**What you will do:**
Scale everything from the line containing "of the vegetation" down to the end of the data below and give those lines again, requests included, with each coordinate in the answers multiplied by 2.4 and rounded to a whole number, halves rounding up. Leave all other lines of the data out.

**Material provided:**
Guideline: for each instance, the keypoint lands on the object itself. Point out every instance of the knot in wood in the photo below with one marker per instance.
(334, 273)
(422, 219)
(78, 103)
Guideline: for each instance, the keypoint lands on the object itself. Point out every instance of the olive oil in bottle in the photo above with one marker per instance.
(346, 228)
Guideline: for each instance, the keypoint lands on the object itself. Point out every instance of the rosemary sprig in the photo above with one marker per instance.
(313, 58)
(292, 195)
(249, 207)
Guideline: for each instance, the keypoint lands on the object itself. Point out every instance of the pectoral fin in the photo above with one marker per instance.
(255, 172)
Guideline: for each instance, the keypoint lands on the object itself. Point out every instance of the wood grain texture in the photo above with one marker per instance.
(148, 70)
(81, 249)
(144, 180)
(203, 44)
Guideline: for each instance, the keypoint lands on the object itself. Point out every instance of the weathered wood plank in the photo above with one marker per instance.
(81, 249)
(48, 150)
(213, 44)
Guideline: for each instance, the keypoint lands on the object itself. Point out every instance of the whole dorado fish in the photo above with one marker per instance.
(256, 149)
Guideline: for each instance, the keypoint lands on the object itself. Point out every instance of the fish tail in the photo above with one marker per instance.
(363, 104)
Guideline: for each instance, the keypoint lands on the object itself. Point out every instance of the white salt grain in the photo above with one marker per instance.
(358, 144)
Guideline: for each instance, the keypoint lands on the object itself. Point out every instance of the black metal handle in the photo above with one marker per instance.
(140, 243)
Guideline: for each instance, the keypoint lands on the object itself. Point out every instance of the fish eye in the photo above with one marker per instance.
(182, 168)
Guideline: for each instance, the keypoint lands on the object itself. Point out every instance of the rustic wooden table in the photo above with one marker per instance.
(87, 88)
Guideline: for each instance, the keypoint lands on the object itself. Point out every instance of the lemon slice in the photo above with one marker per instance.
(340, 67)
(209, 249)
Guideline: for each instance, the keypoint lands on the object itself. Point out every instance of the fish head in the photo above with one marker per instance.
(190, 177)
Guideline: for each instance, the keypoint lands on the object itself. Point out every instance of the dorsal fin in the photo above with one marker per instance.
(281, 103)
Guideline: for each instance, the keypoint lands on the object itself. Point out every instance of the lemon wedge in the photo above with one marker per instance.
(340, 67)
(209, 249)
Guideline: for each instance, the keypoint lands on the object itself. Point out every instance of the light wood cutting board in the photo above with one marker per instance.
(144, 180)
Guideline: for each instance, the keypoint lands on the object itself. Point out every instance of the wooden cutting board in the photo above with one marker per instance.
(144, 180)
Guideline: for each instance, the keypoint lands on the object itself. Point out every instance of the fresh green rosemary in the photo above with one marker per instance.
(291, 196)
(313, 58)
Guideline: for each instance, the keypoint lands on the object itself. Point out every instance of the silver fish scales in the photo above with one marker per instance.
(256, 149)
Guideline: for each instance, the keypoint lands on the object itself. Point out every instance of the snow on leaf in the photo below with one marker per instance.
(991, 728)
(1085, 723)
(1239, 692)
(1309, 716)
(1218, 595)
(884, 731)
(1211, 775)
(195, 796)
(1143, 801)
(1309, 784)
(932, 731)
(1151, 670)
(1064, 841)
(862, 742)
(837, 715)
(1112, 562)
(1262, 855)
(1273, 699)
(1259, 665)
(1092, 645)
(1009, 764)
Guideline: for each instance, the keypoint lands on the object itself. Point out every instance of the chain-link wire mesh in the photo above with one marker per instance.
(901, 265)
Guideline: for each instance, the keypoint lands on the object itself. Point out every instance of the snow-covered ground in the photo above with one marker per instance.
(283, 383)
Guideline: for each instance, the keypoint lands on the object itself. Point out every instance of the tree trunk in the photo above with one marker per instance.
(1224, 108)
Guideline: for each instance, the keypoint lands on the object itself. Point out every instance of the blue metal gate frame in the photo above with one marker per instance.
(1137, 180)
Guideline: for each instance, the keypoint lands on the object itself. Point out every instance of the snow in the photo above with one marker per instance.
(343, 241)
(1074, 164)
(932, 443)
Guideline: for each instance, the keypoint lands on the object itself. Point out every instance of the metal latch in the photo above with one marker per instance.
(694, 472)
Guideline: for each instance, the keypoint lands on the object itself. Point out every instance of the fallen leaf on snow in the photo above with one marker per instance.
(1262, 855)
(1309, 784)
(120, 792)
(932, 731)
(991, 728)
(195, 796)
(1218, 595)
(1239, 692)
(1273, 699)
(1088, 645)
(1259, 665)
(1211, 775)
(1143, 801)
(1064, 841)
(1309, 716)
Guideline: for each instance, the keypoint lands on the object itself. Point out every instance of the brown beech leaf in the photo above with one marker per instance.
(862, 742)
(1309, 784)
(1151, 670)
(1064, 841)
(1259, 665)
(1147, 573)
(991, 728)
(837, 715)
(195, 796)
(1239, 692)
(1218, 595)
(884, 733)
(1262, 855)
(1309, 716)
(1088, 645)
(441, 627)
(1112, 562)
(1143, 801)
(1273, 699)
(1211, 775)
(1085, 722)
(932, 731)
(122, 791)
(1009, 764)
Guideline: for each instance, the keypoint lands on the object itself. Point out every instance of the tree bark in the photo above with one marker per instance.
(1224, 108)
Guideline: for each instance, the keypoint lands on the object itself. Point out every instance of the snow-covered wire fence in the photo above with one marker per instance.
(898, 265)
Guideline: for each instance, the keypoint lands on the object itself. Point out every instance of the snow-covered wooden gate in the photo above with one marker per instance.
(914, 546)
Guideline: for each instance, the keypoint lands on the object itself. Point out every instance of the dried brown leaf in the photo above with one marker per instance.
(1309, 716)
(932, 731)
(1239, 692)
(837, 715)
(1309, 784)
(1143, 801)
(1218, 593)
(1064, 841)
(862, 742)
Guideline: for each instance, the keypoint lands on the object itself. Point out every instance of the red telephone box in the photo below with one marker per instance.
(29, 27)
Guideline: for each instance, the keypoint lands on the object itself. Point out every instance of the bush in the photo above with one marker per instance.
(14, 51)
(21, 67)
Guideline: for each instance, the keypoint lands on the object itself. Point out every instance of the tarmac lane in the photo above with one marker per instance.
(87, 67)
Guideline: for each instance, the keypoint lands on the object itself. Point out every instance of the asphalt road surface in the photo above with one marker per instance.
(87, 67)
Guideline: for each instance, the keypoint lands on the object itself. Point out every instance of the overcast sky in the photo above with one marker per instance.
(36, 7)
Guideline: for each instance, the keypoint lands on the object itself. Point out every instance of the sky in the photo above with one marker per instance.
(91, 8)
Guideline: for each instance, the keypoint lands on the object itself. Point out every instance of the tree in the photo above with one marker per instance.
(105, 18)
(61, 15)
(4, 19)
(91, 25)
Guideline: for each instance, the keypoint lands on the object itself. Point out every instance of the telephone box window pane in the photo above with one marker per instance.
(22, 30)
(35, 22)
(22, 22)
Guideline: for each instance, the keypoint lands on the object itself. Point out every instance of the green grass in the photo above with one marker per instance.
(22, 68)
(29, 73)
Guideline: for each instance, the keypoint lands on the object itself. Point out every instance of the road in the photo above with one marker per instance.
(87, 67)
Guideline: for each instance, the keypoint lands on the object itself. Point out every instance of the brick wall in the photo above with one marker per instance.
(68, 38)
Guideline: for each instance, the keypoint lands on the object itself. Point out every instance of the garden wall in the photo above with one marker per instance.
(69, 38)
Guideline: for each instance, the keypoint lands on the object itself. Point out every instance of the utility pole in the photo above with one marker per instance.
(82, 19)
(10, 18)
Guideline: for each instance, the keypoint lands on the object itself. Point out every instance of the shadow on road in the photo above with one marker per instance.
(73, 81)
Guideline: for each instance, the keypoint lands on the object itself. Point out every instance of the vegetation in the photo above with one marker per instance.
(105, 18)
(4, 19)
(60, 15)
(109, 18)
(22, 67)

**Final answer:**
Guideline: for each instance, the keypoint lands on the object itself. Point out every instance of the vegetation in the photo above with one marker per instance.
(252, 43)
(10, 46)
(144, 36)
(262, 43)
(53, 161)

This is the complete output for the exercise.